▸ Given passage:

-- BEGIN --

A good test for this function is the evaluation of \(\sin(x)\) at values \(x = k\pi\), where \(k\) is an integer. We know that \(\sin(k\pi) = 0\) and the return value from the numeric function can directly be used as the absolute error of the computation. The figure below shows results for some values of \(k\) plotted against \(N\).

For small values of \(k\), this series converges relatively quickly. But for larger \(k\) you can see that more and more terms are needed. The error even grows first before being reduced. Just like the example above, the truncation error requires large values of \(N\) to reach a good accuracy of the result. In practice, you would not calculate the \(\sin\) function this way. Instead you would make use of known properties, such as \(\sin(2k\pi + x) = \sin(x)\) for integer \(k\), to transform the argument into a range where fast convergence is guaranteed.

-- END --

▸ Work to be completed: Reproduce the passage above on the sine series error word for word, keeping every formula intact.

▸ Entries provided:
-- BEGIN --

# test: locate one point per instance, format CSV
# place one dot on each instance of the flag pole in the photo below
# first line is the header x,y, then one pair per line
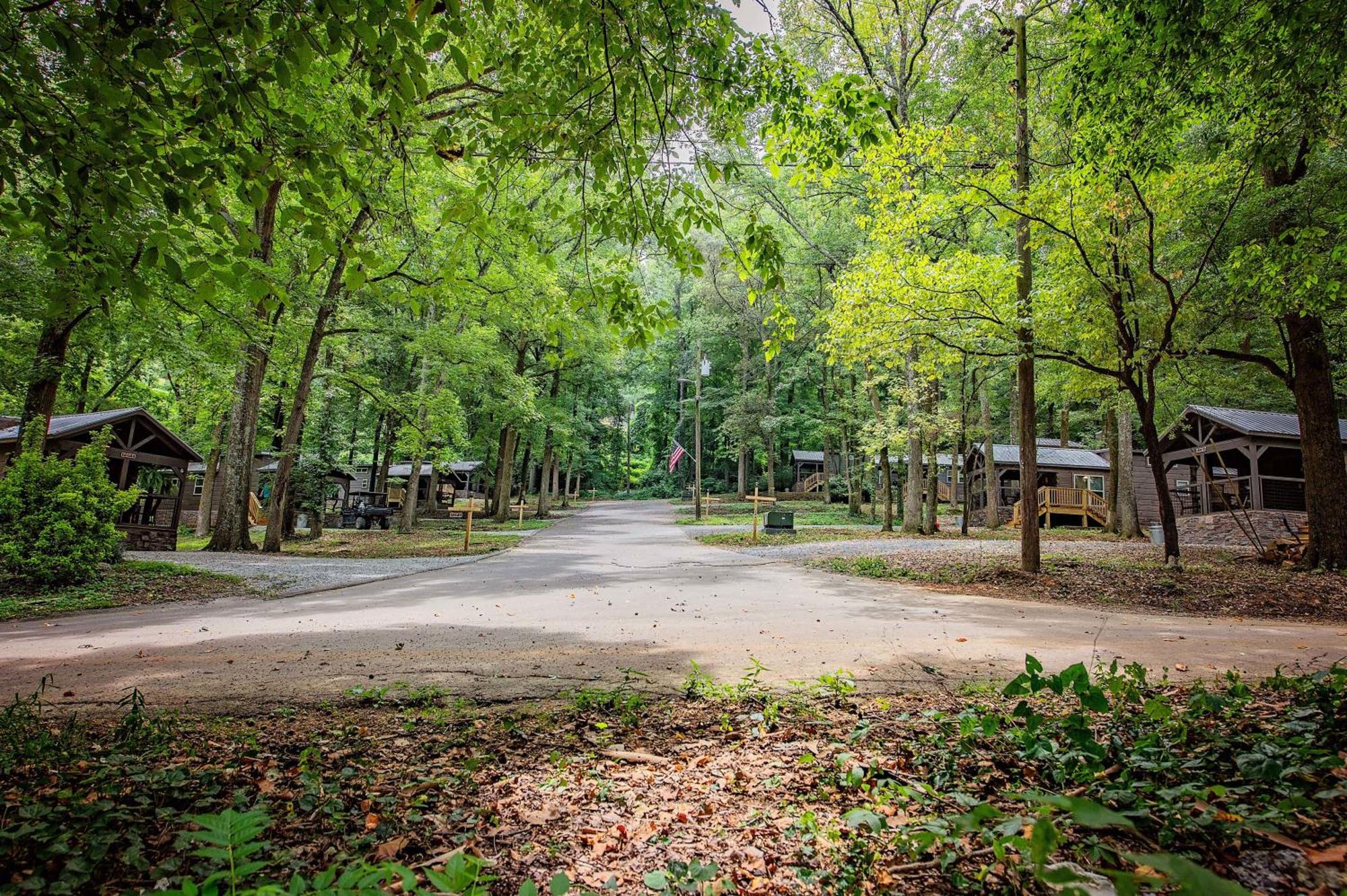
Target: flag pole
x,y
697,459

-- END --

▸ Response:
A good test for this function is the evaluation of \(\sin(x)\) at values \(x = k\pi\), where \(k\) is an integer. We know that \(\sin(k\pi) = 0\) and the return value from the numeric function can directly be used as the absolute error of the computation. The figure below shows results for some values of \(k\) plotted against \(N\).

For small values of \(k\), this series converges relatively quickly. But for larger \(k\) you can see that more and more terms are needed. The error even grows first before being reduced. Just like the example above, the truncation error requires large values of \(N\) to reach a good accuracy of the result. In practice, you would not calculate the \(\sin\) function this way. Instead you would make use of known properties, such as \(\sin(2k\pi + x) = \sin(x)\) for integer \(k\), to transform the argument into a range where fast convergence is guaranteed.